**Records from a dataset**
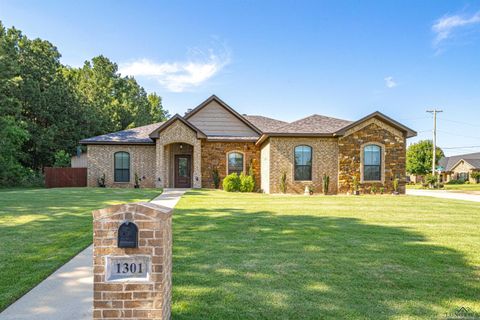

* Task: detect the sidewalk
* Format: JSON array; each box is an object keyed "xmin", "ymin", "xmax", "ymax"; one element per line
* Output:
[
  {"xmin": 406, "ymin": 189, "xmax": 480, "ymax": 202},
  {"xmin": 0, "ymin": 188, "xmax": 187, "ymax": 320}
]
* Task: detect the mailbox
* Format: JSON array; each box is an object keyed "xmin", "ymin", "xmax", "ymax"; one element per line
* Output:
[{"xmin": 118, "ymin": 221, "xmax": 138, "ymax": 248}]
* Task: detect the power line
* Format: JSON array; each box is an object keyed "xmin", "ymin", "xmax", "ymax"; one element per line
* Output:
[
  {"xmin": 437, "ymin": 130, "xmax": 480, "ymax": 140},
  {"xmin": 442, "ymin": 145, "xmax": 480, "ymax": 149},
  {"xmin": 438, "ymin": 117, "xmax": 480, "ymax": 128}
]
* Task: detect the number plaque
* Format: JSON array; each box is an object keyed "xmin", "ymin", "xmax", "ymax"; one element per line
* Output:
[{"xmin": 105, "ymin": 255, "xmax": 151, "ymax": 282}]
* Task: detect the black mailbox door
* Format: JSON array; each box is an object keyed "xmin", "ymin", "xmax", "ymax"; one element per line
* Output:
[{"xmin": 118, "ymin": 221, "xmax": 138, "ymax": 248}]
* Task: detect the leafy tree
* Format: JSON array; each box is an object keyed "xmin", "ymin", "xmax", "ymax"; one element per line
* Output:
[
  {"xmin": 53, "ymin": 150, "xmax": 71, "ymax": 167},
  {"xmin": 0, "ymin": 21, "xmax": 169, "ymax": 185},
  {"xmin": 406, "ymin": 140, "xmax": 445, "ymax": 175}
]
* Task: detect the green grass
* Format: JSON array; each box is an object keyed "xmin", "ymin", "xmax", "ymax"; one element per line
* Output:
[
  {"xmin": 407, "ymin": 183, "xmax": 480, "ymax": 191},
  {"xmin": 0, "ymin": 187, "xmax": 161, "ymax": 311},
  {"xmin": 173, "ymin": 190, "xmax": 480, "ymax": 320}
]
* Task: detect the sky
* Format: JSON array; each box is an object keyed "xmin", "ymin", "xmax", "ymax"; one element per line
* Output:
[{"xmin": 1, "ymin": 0, "xmax": 480, "ymax": 156}]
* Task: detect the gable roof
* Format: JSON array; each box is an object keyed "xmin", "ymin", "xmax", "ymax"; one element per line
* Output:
[
  {"xmin": 80, "ymin": 122, "xmax": 163, "ymax": 145},
  {"xmin": 334, "ymin": 111, "xmax": 417, "ymax": 138},
  {"xmin": 243, "ymin": 115, "xmax": 289, "ymax": 132},
  {"xmin": 184, "ymin": 95, "xmax": 262, "ymax": 135},
  {"xmin": 149, "ymin": 114, "xmax": 207, "ymax": 139},
  {"xmin": 438, "ymin": 152, "xmax": 480, "ymax": 172}
]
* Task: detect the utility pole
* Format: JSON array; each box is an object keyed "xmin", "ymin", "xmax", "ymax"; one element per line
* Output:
[{"xmin": 426, "ymin": 109, "xmax": 443, "ymax": 176}]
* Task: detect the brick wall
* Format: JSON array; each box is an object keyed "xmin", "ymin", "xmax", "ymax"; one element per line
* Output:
[
  {"xmin": 92, "ymin": 203, "xmax": 172, "ymax": 319},
  {"xmin": 87, "ymin": 145, "xmax": 156, "ymax": 188},
  {"xmin": 338, "ymin": 119, "xmax": 407, "ymax": 194},
  {"xmin": 200, "ymin": 141, "xmax": 261, "ymax": 189},
  {"xmin": 267, "ymin": 137, "xmax": 339, "ymax": 194}
]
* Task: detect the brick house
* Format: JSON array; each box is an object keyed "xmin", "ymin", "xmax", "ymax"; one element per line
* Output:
[
  {"xmin": 437, "ymin": 152, "xmax": 480, "ymax": 183},
  {"xmin": 80, "ymin": 95, "xmax": 416, "ymax": 194}
]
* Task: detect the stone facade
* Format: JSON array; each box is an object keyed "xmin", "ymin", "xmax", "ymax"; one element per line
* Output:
[
  {"xmin": 338, "ymin": 119, "xmax": 407, "ymax": 194},
  {"xmin": 156, "ymin": 120, "xmax": 202, "ymax": 188},
  {"xmin": 87, "ymin": 145, "xmax": 156, "ymax": 188},
  {"xmin": 200, "ymin": 141, "xmax": 261, "ymax": 189},
  {"xmin": 267, "ymin": 137, "xmax": 339, "ymax": 194},
  {"xmin": 92, "ymin": 203, "xmax": 172, "ymax": 319}
]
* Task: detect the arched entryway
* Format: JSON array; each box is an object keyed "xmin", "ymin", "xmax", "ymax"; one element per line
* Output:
[{"xmin": 166, "ymin": 142, "xmax": 193, "ymax": 188}]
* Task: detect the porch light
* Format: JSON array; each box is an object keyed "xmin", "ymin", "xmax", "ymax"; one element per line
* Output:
[{"xmin": 179, "ymin": 144, "xmax": 183, "ymax": 150}]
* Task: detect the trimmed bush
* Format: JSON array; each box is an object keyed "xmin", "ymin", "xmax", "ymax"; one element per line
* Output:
[
  {"xmin": 240, "ymin": 173, "xmax": 255, "ymax": 192},
  {"xmin": 223, "ymin": 173, "xmax": 241, "ymax": 192},
  {"xmin": 446, "ymin": 179, "xmax": 465, "ymax": 185}
]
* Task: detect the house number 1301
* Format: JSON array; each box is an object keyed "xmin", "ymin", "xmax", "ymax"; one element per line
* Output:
[{"xmin": 116, "ymin": 262, "xmax": 143, "ymax": 274}]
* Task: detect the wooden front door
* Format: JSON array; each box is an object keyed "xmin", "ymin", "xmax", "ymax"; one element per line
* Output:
[{"xmin": 174, "ymin": 155, "xmax": 191, "ymax": 188}]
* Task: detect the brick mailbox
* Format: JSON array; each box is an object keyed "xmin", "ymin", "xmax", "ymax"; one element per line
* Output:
[{"xmin": 92, "ymin": 202, "xmax": 172, "ymax": 319}]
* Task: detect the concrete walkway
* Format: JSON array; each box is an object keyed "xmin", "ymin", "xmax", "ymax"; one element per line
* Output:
[
  {"xmin": 407, "ymin": 189, "xmax": 480, "ymax": 202},
  {"xmin": 0, "ymin": 188, "xmax": 187, "ymax": 320}
]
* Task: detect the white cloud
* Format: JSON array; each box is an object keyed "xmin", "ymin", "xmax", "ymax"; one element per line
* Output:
[
  {"xmin": 432, "ymin": 11, "xmax": 480, "ymax": 45},
  {"xmin": 120, "ymin": 47, "xmax": 230, "ymax": 93},
  {"xmin": 384, "ymin": 76, "xmax": 397, "ymax": 88}
]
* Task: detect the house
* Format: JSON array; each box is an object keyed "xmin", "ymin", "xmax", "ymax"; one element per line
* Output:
[
  {"xmin": 438, "ymin": 152, "xmax": 480, "ymax": 183},
  {"xmin": 80, "ymin": 95, "xmax": 417, "ymax": 194}
]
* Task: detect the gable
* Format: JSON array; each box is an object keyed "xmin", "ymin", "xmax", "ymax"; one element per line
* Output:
[
  {"xmin": 187, "ymin": 99, "xmax": 259, "ymax": 137},
  {"xmin": 342, "ymin": 117, "xmax": 405, "ymax": 138}
]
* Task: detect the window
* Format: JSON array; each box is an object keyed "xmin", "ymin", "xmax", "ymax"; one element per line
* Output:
[
  {"xmin": 114, "ymin": 152, "xmax": 130, "ymax": 182},
  {"xmin": 228, "ymin": 152, "xmax": 244, "ymax": 175},
  {"xmin": 294, "ymin": 145, "xmax": 312, "ymax": 181},
  {"xmin": 363, "ymin": 145, "xmax": 381, "ymax": 181},
  {"xmin": 458, "ymin": 172, "xmax": 469, "ymax": 181}
]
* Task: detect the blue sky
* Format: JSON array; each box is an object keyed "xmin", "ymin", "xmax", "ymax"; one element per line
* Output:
[{"xmin": 1, "ymin": 0, "xmax": 480, "ymax": 156}]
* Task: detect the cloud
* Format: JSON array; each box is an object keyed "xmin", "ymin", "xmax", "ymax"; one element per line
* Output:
[
  {"xmin": 120, "ymin": 47, "xmax": 230, "ymax": 92},
  {"xmin": 384, "ymin": 76, "xmax": 397, "ymax": 88},
  {"xmin": 432, "ymin": 11, "xmax": 480, "ymax": 46}
]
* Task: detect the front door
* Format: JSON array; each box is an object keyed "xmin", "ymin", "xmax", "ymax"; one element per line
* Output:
[{"xmin": 174, "ymin": 155, "xmax": 191, "ymax": 188}]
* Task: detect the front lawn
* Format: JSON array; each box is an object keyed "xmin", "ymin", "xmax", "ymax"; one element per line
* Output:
[
  {"xmin": 0, "ymin": 187, "xmax": 161, "ymax": 311},
  {"xmin": 173, "ymin": 190, "xmax": 480, "ymax": 319},
  {"xmin": 407, "ymin": 183, "xmax": 480, "ymax": 191}
]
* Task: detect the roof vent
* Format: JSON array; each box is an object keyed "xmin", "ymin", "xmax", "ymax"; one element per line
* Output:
[
  {"xmin": 184, "ymin": 108, "xmax": 193, "ymax": 116},
  {"xmin": 242, "ymin": 113, "xmax": 247, "ymax": 116}
]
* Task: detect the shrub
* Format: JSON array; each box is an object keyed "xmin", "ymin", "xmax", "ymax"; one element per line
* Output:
[
  {"xmin": 240, "ymin": 173, "xmax": 255, "ymax": 192},
  {"xmin": 446, "ymin": 179, "xmax": 465, "ymax": 185},
  {"xmin": 53, "ymin": 150, "xmax": 71, "ymax": 167},
  {"xmin": 212, "ymin": 167, "xmax": 220, "ymax": 189},
  {"xmin": 371, "ymin": 184, "xmax": 378, "ymax": 194},
  {"xmin": 223, "ymin": 173, "xmax": 241, "ymax": 192},
  {"xmin": 19, "ymin": 169, "xmax": 45, "ymax": 187},
  {"xmin": 279, "ymin": 171, "xmax": 287, "ymax": 193},
  {"xmin": 393, "ymin": 177, "xmax": 400, "ymax": 192},
  {"xmin": 471, "ymin": 171, "xmax": 480, "ymax": 183}
]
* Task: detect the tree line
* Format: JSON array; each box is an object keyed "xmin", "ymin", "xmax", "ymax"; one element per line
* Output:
[{"xmin": 0, "ymin": 21, "xmax": 169, "ymax": 186}]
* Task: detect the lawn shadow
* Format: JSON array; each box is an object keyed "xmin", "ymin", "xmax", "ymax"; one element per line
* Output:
[{"xmin": 172, "ymin": 207, "xmax": 479, "ymax": 319}]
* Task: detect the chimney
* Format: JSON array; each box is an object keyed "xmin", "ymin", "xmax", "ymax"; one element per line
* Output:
[{"xmin": 184, "ymin": 108, "xmax": 193, "ymax": 116}]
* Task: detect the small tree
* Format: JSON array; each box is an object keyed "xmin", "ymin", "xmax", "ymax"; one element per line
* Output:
[
  {"xmin": 53, "ymin": 150, "xmax": 71, "ymax": 167},
  {"xmin": 425, "ymin": 174, "xmax": 438, "ymax": 188},
  {"xmin": 223, "ymin": 173, "xmax": 241, "ymax": 192}
]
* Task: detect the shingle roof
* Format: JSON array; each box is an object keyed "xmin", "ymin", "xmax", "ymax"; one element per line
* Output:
[
  {"xmin": 438, "ymin": 152, "xmax": 480, "ymax": 172},
  {"xmin": 243, "ymin": 115, "xmax": 289, "ymax": 133},
  {"xmin": 273, "ymin": 114, "xmax": 352, "ymax": 134},
  {"xmin": 80, "ymin": 122, "xmax": 164, "ymax": 144}
]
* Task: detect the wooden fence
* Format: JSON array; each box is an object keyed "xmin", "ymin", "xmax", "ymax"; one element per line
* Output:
[{"xmin": 44, "ymin": 167, "xmax": 87, "ymax": 188}]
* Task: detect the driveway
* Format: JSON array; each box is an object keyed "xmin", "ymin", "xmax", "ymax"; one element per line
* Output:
[{"xmin": 406, "ymin": 189, "xmax": 480, "ymax": 202}]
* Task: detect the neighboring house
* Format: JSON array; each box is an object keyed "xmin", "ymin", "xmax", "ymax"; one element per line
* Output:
[
  {"xmin": 71, "ymin": 152, "xmax": 88, "ymax": 168},
  {"xmin": 80, "ymin": 95, "xmax": 416, "ymax": 194},
  {"xmin": 438, "ymin": 152, "xmax": 480, "ymax": 183}
]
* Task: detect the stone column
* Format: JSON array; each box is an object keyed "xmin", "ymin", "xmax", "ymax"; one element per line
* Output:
[
  {"xmin": 193, "ymin": 141, "xmax": 202, "ymax": 188},
  {"xmin": 92, "ymin": 203, "xmax": 172, "ymax": 319},
  {"xmin": 156, "ymin": 141, "xmax": 164, "ymax": 188}
]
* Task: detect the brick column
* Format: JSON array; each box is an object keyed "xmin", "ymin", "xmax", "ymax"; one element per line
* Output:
[{"xmin": 92, "ymin": 203, "xmax": 172, "ymax": 319}]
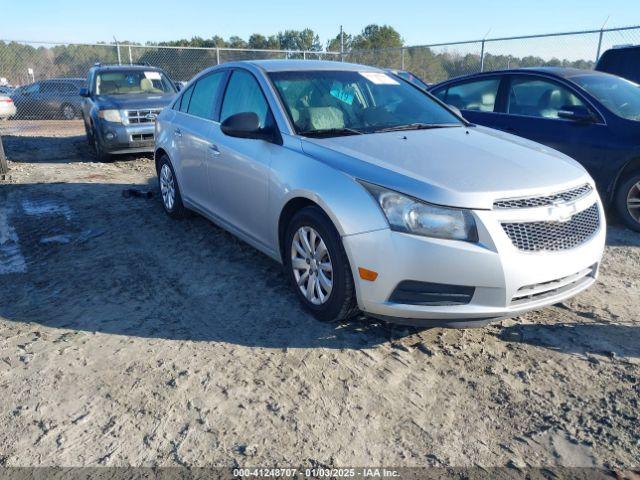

**What needs to be done**
Transcribe exactly, please, the lines between the start of the records above and the line holding "the green grass", counting both of those lines and omitting pictures.

**Answer box**
* Task: detect the sidewalk
* Format: JSON array; each box is an object keyed "xmin", "ymin", "xmax", "ymax"; one element per line
* Output:
[
  {"xmin": 406, "ymin": 189, "xmax": 480, "ymax": 202},
  {"xmin": 0, "ymin": 188, "xmax": 187, "ymax": 320}
]
* Task: detect the mailbox
* Format: JSON array; each box is an object keyed "xmin", "ymin", "xmax", "ymax"; one element per line
* Output:
[{"xmin": 118, "ymin": 221, "xmax": 138, "ymax": 248}]
* Task: detect the power line
* Format: JSON array; each box is an object keyed "xmin", "ymin", "xmax", "ymax"; one element per line
* Output:
[
  {"xmin": 437, "ymin": 130, "xmax": 480, "ymax": 140},
  {"xmin": 442, "ymin": 145, "xmax": 480, "ymax": 149},
  {"xmin": 438, "ymin": 117, "xmax": 480, "ymax": 128}
]
* Task: detect the number plaque
* Format: JSON array; each box is an object keyed "xmin", "ymin", "xmax", "ymax"; one element per line
* Output:
[{"xmin": 105, "ymin": 255, "xmax": 151, "ymax": 282}]
* Task: detect the black mailbox door
* Format: JSON array; each box is an object keyed "xmin", "ymin", "xmax", "ymax"; one element per line
* Output:
[{"xmin": 118, "ymin": 221, "xmax": 138, "ymax": 248}]
* Task: detect the leafy tree
* Format: JSON array; each box is an object keyed "xmin", "ymin", "xmax", "ymax"; one element per line
* Output:
[
  {"xmin": 53, "ymin": 150, "xmax": 71, "ymax": 167},
  {"xmin": 0, "ymin": 21, "xmax": 169, "ymax": 185},
  {"xmin": 406, "ymin": 140, "xmax": 445, "ymax": 175}
]
* Task: detect the green grass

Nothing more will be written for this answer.